ENTRIES SHOWN
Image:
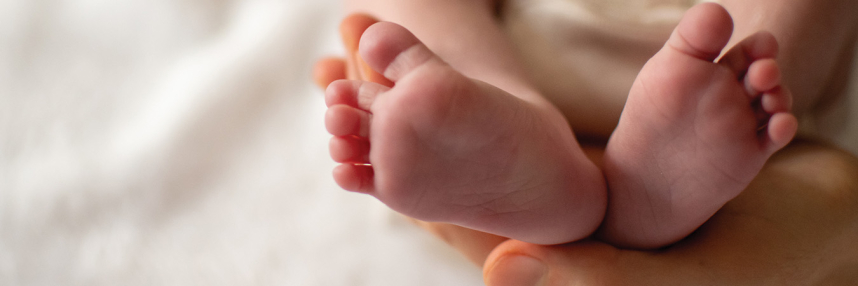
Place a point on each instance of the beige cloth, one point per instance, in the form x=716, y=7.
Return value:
x=597, y=47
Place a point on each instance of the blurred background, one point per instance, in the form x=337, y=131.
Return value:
x=181, y=142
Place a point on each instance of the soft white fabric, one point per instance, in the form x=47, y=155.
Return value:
x=597, y=47
x=181, y=142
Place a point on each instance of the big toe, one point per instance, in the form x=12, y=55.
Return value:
x=703, y=31
x=393, y=51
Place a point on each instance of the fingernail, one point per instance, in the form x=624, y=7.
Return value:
x=518, y=270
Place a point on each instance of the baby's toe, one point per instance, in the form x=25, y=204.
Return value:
x=703, y=32
x=777, y=100
x=781, y=129
x=349, y=149
x=763, y=75
x=343, y=120
x=355, y=178
x=739, y=58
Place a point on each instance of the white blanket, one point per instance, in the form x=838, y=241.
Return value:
x=181, y=142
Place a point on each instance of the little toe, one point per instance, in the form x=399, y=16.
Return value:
x=343, y=120
x=782, y=128
x=763, y=75
x=777, y=100
x=354, y=93
x=355, y=178
x=761, y=45
x=349, y=149
x=394, y=51
x=703, y=31
x=351, y=31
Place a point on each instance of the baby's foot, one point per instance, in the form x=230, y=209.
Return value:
x=694, y=132
x=439, y=146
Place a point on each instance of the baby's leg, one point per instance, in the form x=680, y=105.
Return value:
x=694, y=132
x=439, y=146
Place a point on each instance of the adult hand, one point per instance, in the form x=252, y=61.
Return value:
x=796, y=224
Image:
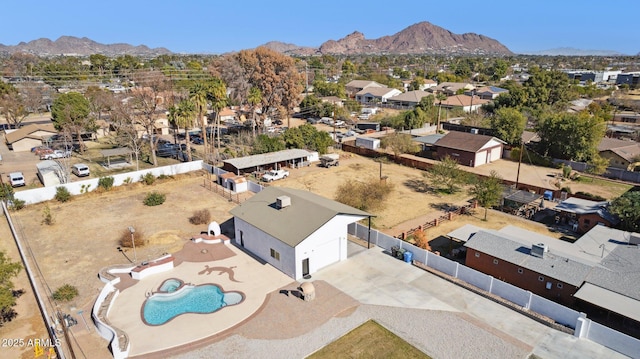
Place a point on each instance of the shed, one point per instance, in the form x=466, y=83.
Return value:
x=368, y=142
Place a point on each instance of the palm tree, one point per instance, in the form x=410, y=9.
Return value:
x=254, y=98
x=182, y=116
x=217, y=96
x=198, y=96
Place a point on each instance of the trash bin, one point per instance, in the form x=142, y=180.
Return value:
x=408, y=256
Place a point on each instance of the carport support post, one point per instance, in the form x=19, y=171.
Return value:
x=369, y=235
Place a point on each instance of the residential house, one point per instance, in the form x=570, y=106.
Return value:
x=355, y=86
x=409, y=98
x=584, y=214
x=373, y=95
x=452, y=88
x=621, y=154
x=469, y=149
x=29, y=136
x=463, y=102
x=296, y=231
x=594, y=273
x=487, y=92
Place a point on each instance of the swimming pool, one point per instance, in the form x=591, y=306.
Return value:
x=163, y=306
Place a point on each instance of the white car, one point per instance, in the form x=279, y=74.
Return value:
x=16, y=179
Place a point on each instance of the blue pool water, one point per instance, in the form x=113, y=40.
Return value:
x=208, y=298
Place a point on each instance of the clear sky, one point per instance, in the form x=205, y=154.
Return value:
x=218, y=26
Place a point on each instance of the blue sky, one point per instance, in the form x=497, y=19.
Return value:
x=218, y=26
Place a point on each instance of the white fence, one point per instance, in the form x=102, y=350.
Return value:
x=48, y=193
x=584, y=328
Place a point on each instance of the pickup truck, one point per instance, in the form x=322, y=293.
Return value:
x=274, y=175
x=55, y=155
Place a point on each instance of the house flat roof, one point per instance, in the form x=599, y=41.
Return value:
x=267, y=158
x=293, y=224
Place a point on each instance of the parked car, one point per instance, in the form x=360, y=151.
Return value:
x=16, y=179
x=80, y=170
x=274, y=175
x=56, y=154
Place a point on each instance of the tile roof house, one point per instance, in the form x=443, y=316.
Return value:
x=464, y=102
x=621, y=154
x=376, y=94
x=296, y=231
x=469, y=149
x=27, y=137
x=594, y=272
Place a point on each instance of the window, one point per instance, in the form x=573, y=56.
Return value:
x=275, y=254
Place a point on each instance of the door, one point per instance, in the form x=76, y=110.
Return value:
x=305, y=267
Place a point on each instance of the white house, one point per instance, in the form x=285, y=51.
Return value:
x=296, y=231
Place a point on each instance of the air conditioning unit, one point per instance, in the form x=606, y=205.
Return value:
x=538, y=250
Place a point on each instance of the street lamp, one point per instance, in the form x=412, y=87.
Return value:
x=133, y=243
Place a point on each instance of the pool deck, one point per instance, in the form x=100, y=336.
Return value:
x=236, y=272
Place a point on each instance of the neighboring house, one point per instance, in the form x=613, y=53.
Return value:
x=487, y=92
x=355, y=86
x=51, y=173
x=464, y=102
x=409, y=98
x=469, y=149
x=595, y=272
x=584, y=214
x=452, y=88
x=296, y=231
x=621, y=154
x=29, y=136
x=293, y=158
x=372, y=95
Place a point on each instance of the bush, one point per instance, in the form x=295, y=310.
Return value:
x=65, y=293
x=148, y=178
x=125, y=238
x=154, y=199
x=62, y=194
x=202, y=216
x=105, y=183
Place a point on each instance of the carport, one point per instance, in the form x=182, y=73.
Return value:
x=123, y=154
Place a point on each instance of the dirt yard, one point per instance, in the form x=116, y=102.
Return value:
x=86, y=232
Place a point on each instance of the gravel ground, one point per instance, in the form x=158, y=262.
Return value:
x=439, y=334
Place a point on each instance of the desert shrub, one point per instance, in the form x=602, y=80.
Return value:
x=154, y=199
x=65, y=293
x=105, y=183
x=125, y=238
x=62, y=194
x=148, y=178
x=47, y=216
x=202, y=216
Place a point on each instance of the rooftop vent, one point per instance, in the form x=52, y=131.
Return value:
x=283, y=202
x=538, y=250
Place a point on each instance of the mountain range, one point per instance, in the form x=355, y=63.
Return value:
x=70, y=45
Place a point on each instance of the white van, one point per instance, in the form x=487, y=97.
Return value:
x=16, y=179
x=80, y=170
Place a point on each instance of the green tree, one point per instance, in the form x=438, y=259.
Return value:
x=570, y=136
x=508, y=125
x=8, y=270
x=447, y=175
x=399, y=143
x=487, y=191
x=627, y=208
x=70, y=113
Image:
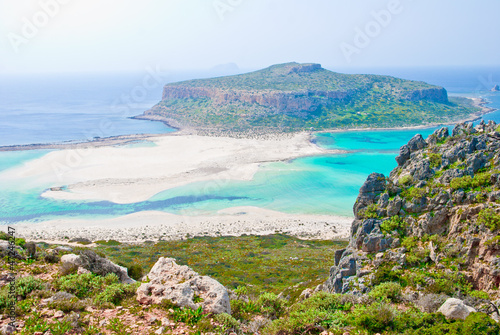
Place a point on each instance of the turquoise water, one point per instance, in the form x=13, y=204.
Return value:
x=323, y=184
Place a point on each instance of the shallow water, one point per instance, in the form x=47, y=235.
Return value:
x=316, y=185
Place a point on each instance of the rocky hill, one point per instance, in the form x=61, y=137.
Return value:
x=432, y=225
x=292, y=97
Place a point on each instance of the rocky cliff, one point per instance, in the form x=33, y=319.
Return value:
x=433, y=223
x=295, y=97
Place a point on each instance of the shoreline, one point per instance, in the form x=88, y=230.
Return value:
x=125, y=175
x=153, y=226
x=121, y=140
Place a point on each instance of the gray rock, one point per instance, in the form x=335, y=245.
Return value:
x=394, y=206
x=370, y=191
x=64, y=248
x=404, y=155
x=455, y=309
x=7, y=330
x=464, y=128
x=438, y=135
x=437, y=224
x=338, y=256
x=476, y=162
x=92, y=262
x=416, y=143
x=180, y=285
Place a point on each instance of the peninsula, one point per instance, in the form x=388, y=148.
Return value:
x=295, y=97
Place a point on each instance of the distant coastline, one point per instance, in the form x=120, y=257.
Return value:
x=180, y=130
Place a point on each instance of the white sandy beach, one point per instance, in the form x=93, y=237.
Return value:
x=123, y=174
x=143, y=226
x=133, y=174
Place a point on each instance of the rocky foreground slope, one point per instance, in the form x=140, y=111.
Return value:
x=294, y=97
x=433, y=223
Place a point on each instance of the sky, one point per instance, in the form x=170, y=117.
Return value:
x=44, y=36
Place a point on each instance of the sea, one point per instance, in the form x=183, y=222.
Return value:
x=79, y=107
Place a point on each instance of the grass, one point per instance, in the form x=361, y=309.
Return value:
x=264, y=263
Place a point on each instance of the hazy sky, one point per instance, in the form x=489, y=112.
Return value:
x=116, y=35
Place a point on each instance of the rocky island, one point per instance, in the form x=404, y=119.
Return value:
x=295, y=97
x=423, y=257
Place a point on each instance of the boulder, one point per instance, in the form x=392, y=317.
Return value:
x=7, y=330
x=464, y=128
x=92, y=262
x=416, y=143
x=182, y=286
x=5, y=250
x=370, y=191
x=455, y=309
x=64, y=248
x=438, y=135
x=404, y=155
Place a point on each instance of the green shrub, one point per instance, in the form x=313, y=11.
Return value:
x=375, y=318
x=271, y=306
x=84, y=285
x=435, y=160
x=467, y=182
x=405, y=180
x=30, y=248
x=228, y=322
x=68, y=305
x=52, y=258
x=243, y=310
x=115, y=293
x=187, y=315
x=384, y=274
x=479, y=294
x=26, y=285
x=489, y=218
x=321, y=309
x=369, y=212
x=22, y=243
x=414, y=193
x=479, y=324
x=389, y=290
x=394, y=223
x=108, y=243
x=135, y=272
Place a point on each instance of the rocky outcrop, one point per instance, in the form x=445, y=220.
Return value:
x=94, y=263
x=455, y=309
x=431, y=94
x=183, y=287
x=444, y=186
x=369, y=192
x=297, y=97
x=275, y=101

EXERCISE DIRECTIONS
Exactly reproduce the lines that run from the line with "Place a point on each instance of the boulder, one" through the last line of the records, inclusive.

OUTPUT BELOW
Place a point on each instance of the boulder, one point per instance, in the form x=392, y=317.
Return value:
x=7, y=330
x=464, y=128
x=92, y=262
x=416, y=143
x=182, y=286
x=5, y=250
x=370, y=191
x=455, y=309
x=64, y=248
x=438, y=135
x=404, y=155
Place a point on each instance of the green shrub, one point per instance, in the form x=313, y=11.
Return value:
x=375, y=318
x=271, y=306
x=84, y=285
x=435, y=160
x=467, y=182
x=405, y=180
x=30, y=248
x=228, y=322
x=68, y=305
x=52, y=258
x=243, y=310
x=115, y=293
x=187, y=315
x=384, y=274
x=479, y=294
x=26, y=285
x=489, y=218
x=321, y=309
x=369, y=212
x=22, y=243
x=414, y=193
x=479, y=324
x=389, y=290
x=394, y=223
x=108, y=243
x=135, y=272
Place a point on each instance of the rocky outcrop, one point per instance, in the form x=445, y=220.
Return value:
x=94, y=263
x=455, y=309
x=431, y=94
x=183, y=287
x=444, y=186
x=369, y=192
x=297, y=97
x=275, y=101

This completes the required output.